Starting at the first of the lines below and ending at the line that contains "box: [897, 443, 1072, 882]", rewrite them with "approximate" changed to "rough" and everything else kept as it is. Omit the picture from your answer.

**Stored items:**
--

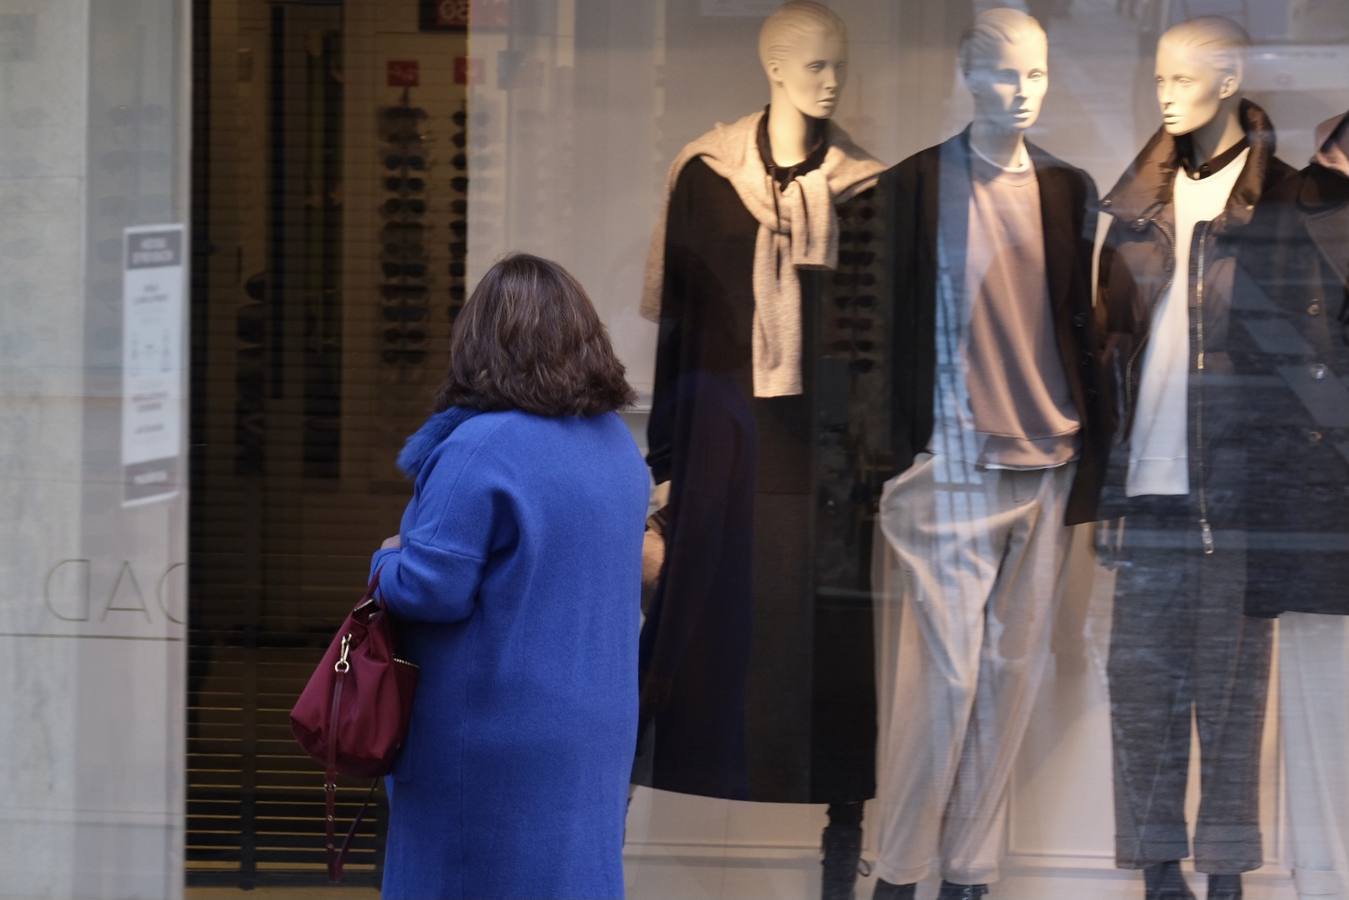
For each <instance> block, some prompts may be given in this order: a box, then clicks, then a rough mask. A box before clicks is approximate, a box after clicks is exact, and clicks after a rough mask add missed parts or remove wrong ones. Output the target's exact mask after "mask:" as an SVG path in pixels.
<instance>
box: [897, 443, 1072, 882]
mask: <svg viewBox="0 0 1349 900" xmlns="http://www.w3.org/2000/svg"><path fill="white" fill-rule="evenodd" d="M1075 468H1077V467H1075V464H1074V463H1068V464H1064V466H1060V467H1058V468H1051V470H1039V471H998V470H992V471H989V470H979V468H975V467H973V466H969V464H963V463H958V461H954V460H950V459H946V457H942V456H932V455H929V453H920V455H919V456H917V459H916V460H915V461H913V466H912V467H909V468H908V470H907V471H904V472H902V474H900V475H898V476H896V478H893V479H890V482H888V483H886V486H885V493H884V494H882V497H881V507H880V517H878V519H877V529H878V532H880V534H878V537H877V541H876V565H877V569H876V578H874V583H876V584H877V586H880V594H878V598H877V604H876V614H877V630H876V641H877V657H876V658H877V677H878V681H877V703H878V707H880V726H881V730H880V742H878V750H877V795H876V800H877V811H876V816H874V820H876V822H877V826H878V831H880V838H878V842H877V861H876V874H877V877H880V878H884V880H885V881H889V882H892V884H909V882H915V881H923V880H924V878H928V877H932V876H940V877H943V878H947V880H950V881H956V882H962V884H982V882H989V881H997V880H998V874H1000V869H1001V864H1002V854H1004V847H1005V843H1006V796H1008V783H1009V781H1010V777H1012V766H1013V764H1014V762H1016V757H1017V750H1020V748H1021V739H1023V738H1024V737H1025V730H1027V726H1028V725H1029V721H1031V710H1032V707H1033V703H1035V698H1036V694H1037V692H1039V688H1040V681H1041V680H1043V676H1044V671H1045V665H1047V663H1048V660H1050V638H1051V633H1052V626H1054V619H1055V613H1056V610H1058V606H1059V598H1060V594H1062V587H1063V576H1064V569H1066V567H1067V559H1068V549H1070V545H1071V536H1072V532H1071V529H1068V528H1064V525H1063V513H1064V507H1066V505H1067V498H1068V491H1070V488H1071V486H1072V475H1074V472H1075Z"/></svg>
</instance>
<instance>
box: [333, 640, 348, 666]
mask: <svg viewBox="0 0 1349 900" xmlns="http://www.w3.org/2000/svg"><path fill="white" fill-rule="evenodd" d="M348 653H351V633H347V634H343V636H341V656H340V657H337V663H336V664H335V665H333V672H336V673H337V675H345V673H347V672H351V663H348V661H347V654H348Z"/></svg>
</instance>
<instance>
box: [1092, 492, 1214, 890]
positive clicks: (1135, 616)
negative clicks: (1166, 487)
mask: <svg viewBox="0 0 1349 900" xmlns="http://www.w3.org/2000/svg"><path fill="white" fill-rule="evenodd" d="M1137 506H1139V513H1137V514H1135V515H1130V517H1129V519H1128V521H1126V524H1125V546H1124V552H1122V565H1121V567H1120V569H1118V575H1117V582H1116V592H1114V613H1113V622H1112V631H1110V658H1109V663H1108V667H1106V668H1108V677H1109V687H1110V727H1112V735H1113V756H1114V819H1116V865H1118V866H1120V868H1122V869H1143V868H1145V866H1148V865H1152V864H1159V862H1167V861H1172V860H1183V858H1184V857H1187V855H1190V841H1188V834H1187V830H1186V820H1184V792H1186V780H1187V777H1188V769H1190V725H1191V708H1193V698H1194V694H1193V691H1194V687H1193V675H1191V669H1193V661H1194V652H1195V640H1197V634H1195V622H1197V615H1198V609H1197V600H1198V598H1197V588H1198V584H1197V572H1195V571H1194V565H1195V560H1194V555H1193V553H1190V552H1187V537H1188V530H1187V513H1188V503H1187V502H1186V498H1157V499H1155V501H1152V502H1140V503H1139V505H1137Z"/></svg>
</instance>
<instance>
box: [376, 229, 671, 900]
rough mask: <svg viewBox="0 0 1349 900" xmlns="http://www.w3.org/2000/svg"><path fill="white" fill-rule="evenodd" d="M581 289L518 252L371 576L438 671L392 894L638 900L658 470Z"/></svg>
mask: <svg viewBox="0 0 1349 900" xmlns="http://www.w3.org/2000/svg"><path fill="white" fill-rule="evenodd" d="M631 402H633V390H631V387H629V385H627V382H626V381H625V376H623V366H622V364H621V363H619V362H618V359H616V358H615V356H614V349H612V347H611V345H610V340H608V335H607V332H606V331H604V327H603V324H600V321H599V316H596V313H595V309H594V306H592V305H591V302H590V300H588V298H587V296H585V291H584V290H583V289H581V286H580V285H579V283H577V282H576V279H575V278H572V277H571V275H569V274H568V273H567V271H565V270H563V267H561V266H557V264H556V263H552V262H548V260H545V259H540V258H537V256H527V255H523V254H521V255H515V256H510V258H507V259H503V260H502V262H499V263H496V264H495V266H492V269H491V270H490V271H488V273H487V275H484V277H483V279H482V282H480V283H479V285H478V289H476V290H475V291H473V294H472V297H471V298H469V300H468V304H467V305H465V306H464V310H463V313H461V316H460V318H459V320H457V321H456V324H455V332H453V337H452V339H451V363H449V372H448V375H447V378H445V382H444V385H442V386H441V389H440V393H438V394H437V399H436V410H437V412H436V413H434V414H433V416H432V417H430V418H429V420H428V421H426V424H425V425H422V428H421V429H420V430H418V432H417V433H415V434H413V436H411V437H410V439H409V440H407V445H406V447H405V448H403V451H402V453H401V455H399V457H398V464H399V467H401V468H402V470H403V471H405V472H406V474H407V476H409V478H410V479H411V480H413V482H414V484H415V487H414V491H413V499H411V502H410V503H409V505H407V510H406V513H405V514H403V519H402V528H401V529H399V534H398V536H397V537H391V538H389V540H387V541H384V545H383V548H382V549H380V551H379V552H378V553H375V557H374V560H372V563H371V569H372V571H378V572H379V595H380V598H382V599H383V600H384V603H387V604H389V610H390V611H391V613H393V615H394V617H395V619H397V621H398V622H399V625H401V629H399V637H401V641H402V644H401V649H402V652H403V654H405V656H406V658H407V660H409V661H411V663H414V664H417V665H420V667H421V677H420V683H418V687H417V699H415V702H414V706H413V714H411V726H410V731H409V735H407V742H406V743H405V746H403V750H402V753H401V756H399V758H398V761H397V764H395V766H394V773H393V777H391V779H390V781H391V783H390V785H389V787H390V819H389V846H387V851H386V855H384V884H383V897H384V900H398V899H403V897H407V899H415V900H433V899H437V897H472V899H473V900H483V899H505V897H575V899H580V897H587V899H590V897H622V896H623V868H622V846H623V816H625V807H626V800H627V776H629V772H630V768H631V761H633V749H634V743H635V734H637V634H638V604H639V595H641V569H642V532H643V524H645V517H646V502H648V491H649V482H648V475H646V464H645V463H643V461H642V457H641V455H639V453H638V449H637V445H635V444H634V443H633V437H631V434H630V433H629V430H627V426H626V425H625V424H623V421H622V420H621V418H619V417H618V416H616V414H615V412H616V410H618V409H621V407H623V406H627V405H629V403H631Z"/></svg>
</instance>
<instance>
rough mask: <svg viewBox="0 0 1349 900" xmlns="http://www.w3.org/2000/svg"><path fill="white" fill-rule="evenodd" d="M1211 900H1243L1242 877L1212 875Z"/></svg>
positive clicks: (1231, 874)
mask: <svg viewBox="0 0 1349 900" xmlns="http://www.w3.org/2000/svg"><path fill="white" fill-rule="evenodd" d="M1209 900H1241V876H1240V874H1210V876H1209Z"/></svg>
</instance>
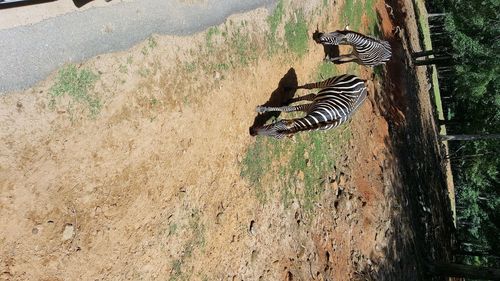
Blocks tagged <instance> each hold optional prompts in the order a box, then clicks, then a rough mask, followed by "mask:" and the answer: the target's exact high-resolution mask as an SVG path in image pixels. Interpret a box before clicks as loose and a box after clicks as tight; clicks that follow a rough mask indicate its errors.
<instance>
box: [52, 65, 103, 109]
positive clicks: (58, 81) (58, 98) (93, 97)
mask: <svg viewBox="0 0 500 281" xmlns="http://www.w3.org/2000/svg"><path fill="white" fill-rule="evenodd" d="M98 78H99V76H98V75H97V74H94V73H93V72H92V71H91V70H89V69H85V68H83V69H78V68H77V67H76V66H75V65H68V66H66V67H63V68H62V69H60V70H59V73H58V75H57V78H56V82H55V84H54V85H53V86H52V87H51V88H50V89H49V96H50V103H49V106H50V107H51V108H54V107H55V104H56V102H57V99H59V98H61V97H63V96H65V95H67V96H70V97H71V101H70V103H69V104H68V105H67V108H68V111H71V109H72V107H73V102H74V103H79V104H83V105H85V106H86V107H87V109H88V111H89V114H90V116H92V117H95V116H96V115H97V114H99V112H100V110H101V107H102V103H101V100H100V99H99V97H97V96H96V95H93V94H91V93H90V90H92V88H93V87H94V84H95V82H96V81H97V79H98Z"/></svg>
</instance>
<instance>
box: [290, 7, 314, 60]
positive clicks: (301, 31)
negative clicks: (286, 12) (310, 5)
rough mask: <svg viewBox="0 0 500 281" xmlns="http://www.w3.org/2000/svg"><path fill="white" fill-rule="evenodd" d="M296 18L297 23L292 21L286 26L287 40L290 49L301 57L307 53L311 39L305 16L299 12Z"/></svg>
mask: <svg viewBox="0 0 500 281" xmlns="http://www.w3.org/2000/svg"><path fill="white" fill-rule="evenodd" d="M296 16H297V17H296V21H294V20H291V21H289V22H287V23H286V24H285V39H286V42H287V45H288V48H289V49H290V50H291V51H292V52H294V53H296V54H297V55H299V57H301V56H303V55H304V54H305V53H306V52H307V44H308V42H309V38H308V35H307V22H306V20H305V18H304V14H303V13H302V11H299V12H298V13H297V14H296Z"/></svg>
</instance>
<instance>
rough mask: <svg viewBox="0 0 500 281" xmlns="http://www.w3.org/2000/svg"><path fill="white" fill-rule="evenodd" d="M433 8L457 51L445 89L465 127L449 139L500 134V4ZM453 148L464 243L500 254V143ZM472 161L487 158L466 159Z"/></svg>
mask: <svg viewBox="0 0 500 281" xmlns="http://www.w3.org/2000/svg"><path fill="white" fill-rule="evenodd" d="M427 4H428V10H429V11H430V12H432V13H444V14H445V19H444V29H445V30H446V36H448V37H447V38H448V39H449V40H448V41H451V47H452V50H451V54H452V56H453V61H454V65H453V75H448V76H446V78H447V80H444V81H441V80H440V84H445V85H446V86H448V87H447V89H450V93H446V94H447V95H448V97H450V100H451V102H450V103H449V108H450V110H451V114H450V116H451V119H452V120H459V121H460V122H456V123H455V124H454V125H453V126H449V127H448V126H447V131H448V133H449V134H495V133H500V75H499V74H500V0H477V1H469V0H435V1H428V2H427ZM443 41H446V40H440V41H439V42H443ZM433 47H434V48H438V47H439V46H433ZM450 85H451V87H449V86H450ZM450 148H451V151H452V154H453V155H454V156H455V157H453V158H454V159H455V160H454V161H453V162H452V167H453V170H454V178H455V186H456V190H457V206H458V210H457V218H458V222H459V224H458V228H459V229H458V230H459V233H458V234H459V237H458V238H459V240H461V241H466V242H470V243H466V245H467V246H465V248H467V249H463V250H468V251H472V250H478V249H479V248H483V249H484V248H487V249H490V250H492V251H495V252H500V241H499V235H498V233H500V214H499V213H500V212H499V210H500V196H499V193H500V180H499V171H500V157H499V156H500V143H499V141H497V140H480V141H473V142H463V143H452V144H450ZM491 152H493V153H491ZM495 152H497V153H495ZM466 155H482V156H481V157H461V156H466ZM474 247H476V249H473V248H474ZM467 261H468V263H470V264H474V265H479V264H483V265H484V264H488V263H490V264H491V263H492V262H496V263H497V265H498V260H492V259H487V258H479V257H474V258H468V259H467Z"/></svg>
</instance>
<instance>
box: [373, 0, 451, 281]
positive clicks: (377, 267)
mask: <svg viewBox="0 0 500 281" xmlns="http://www.w3.org/2000/svg"><path fill="white" fill-rule="evenodd" d="M392 2H393V3H391V5H392V7H395V9H394V12H395V13H399V14H398V15H395V18H396V19H400V20H399V22H396V23H395V24H396V25H399V26H404V24H405V23H404V16H405V15H403V14H402V12H401V11H403V9H402V6H401V5H402V4H401V3H397V2H396V1H392ZM396 7H397V8H396ZM405 36H407V35H406V34H403V35H402V36H401V38H400V37H398V36H393V37H391V38H385V39H386V40H388V41H389V42H390V44H391V46H392V48H393V58H392V59H391V61H390V62H388V63H387V65H386V68H385V70H384V71H383V75H384V76H385V78H384V85H383V89H382V92H375V93H374V97H373V100H371V101H372V103H374V104H373V106H374V110H375V111H378V112H375V113H376V114H380V115H381V116H383V117H384V118H385V119H386V121H387V122H388V124H389V131H390V137H389V138H388V139H386V140H385V141H386V146H387V147H388V148H390V150H391V151H392V153H390V154H389V155H388V160H389V161H388V163H387V165H385V167H384V168H389V169H390V170H389V171H387V170H386V171H384V172H385V173H390V174H391V177H392V179H391V182H392V183H393V186H392V188H391V190H390V191H389V193H390V194H388V195H389V196H390V198H387V200H394V202H395V204H394V207H393V208H392V209H391V210H390V216H391V222H392V228H393V230H394V231H393V233H392V234H391V237H389V242H388V244H387V245H389V246H388V247H387V248H386V249H384V250H385V259H384V262H383V263H382V264H378V266H377V268H378V269H377V271H376V272H365V273H363V275H365V276H369V278H367V280H445V278H444V277H433V276H430V275H428V270H427V268H428V267H427V266H428V264H429V263H433V262H435V261H448V260H449V257H450V255H449V253H450V249H451V241H452V233H453V222H452V214H451V207H450V204H449V199H448V194H447V188H446V178H445V177H444V175H445V172H444V171H443V168H442V166H441V156H440V151H439V147H438V145H439V143H438V142H437V141H436V135H437V134H438V133H437V132H436V131H434V129H432V126H428V124H429V123H430V122H433V121H432V120H431V119H432V118H433V116H430V115H429V116H427V115H425V114H422V106H424V105H423V104H422V101H421V100H420V99H419V95H418V91H419V88H418V87H419V86H418V81H417V79H418V78H417V74H416V70H415V68H414V67H413V66H412V65H411V61H410V50H409V49H410V46H409V44H408V43H407V42H408V40H409V39H408V38H406V37H405ZM374 101H377V102H374ZM427 119H428V120H427Z"/></svg>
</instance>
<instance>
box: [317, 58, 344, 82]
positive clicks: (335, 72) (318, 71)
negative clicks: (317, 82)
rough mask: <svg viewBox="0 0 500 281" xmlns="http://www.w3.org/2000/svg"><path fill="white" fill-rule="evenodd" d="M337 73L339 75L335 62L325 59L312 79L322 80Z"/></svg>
mask: <svg viewBox="0 0 500 281" xmlns="http://www.w3.org/2000/svg"><path fill="white" fill-rule="evenodd" d="M336 75H339V73H338V70H337V67H336V66H335V65H334V64H333V63H330V62H325V61H323V62H321V63H320V64H319V66H318V69H317V70H316V74H315V75H314V77H312V79H313V80H314V81H322V80H325V79H328V78H330V77H333V76H336Z"/></svg>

--

**Answer section:**
For each <instance> block, some prompts may be given in this order: a box, then clicks, then a rough mask. A box before clicks is rough, a box after clicks is exact, and clicks after a rough mask add missed parts or remove wrong ones. Output the target's exact mask after "mask:" as an SVG path in pixels.
<instance>
box: [897, 443, 1072, 882]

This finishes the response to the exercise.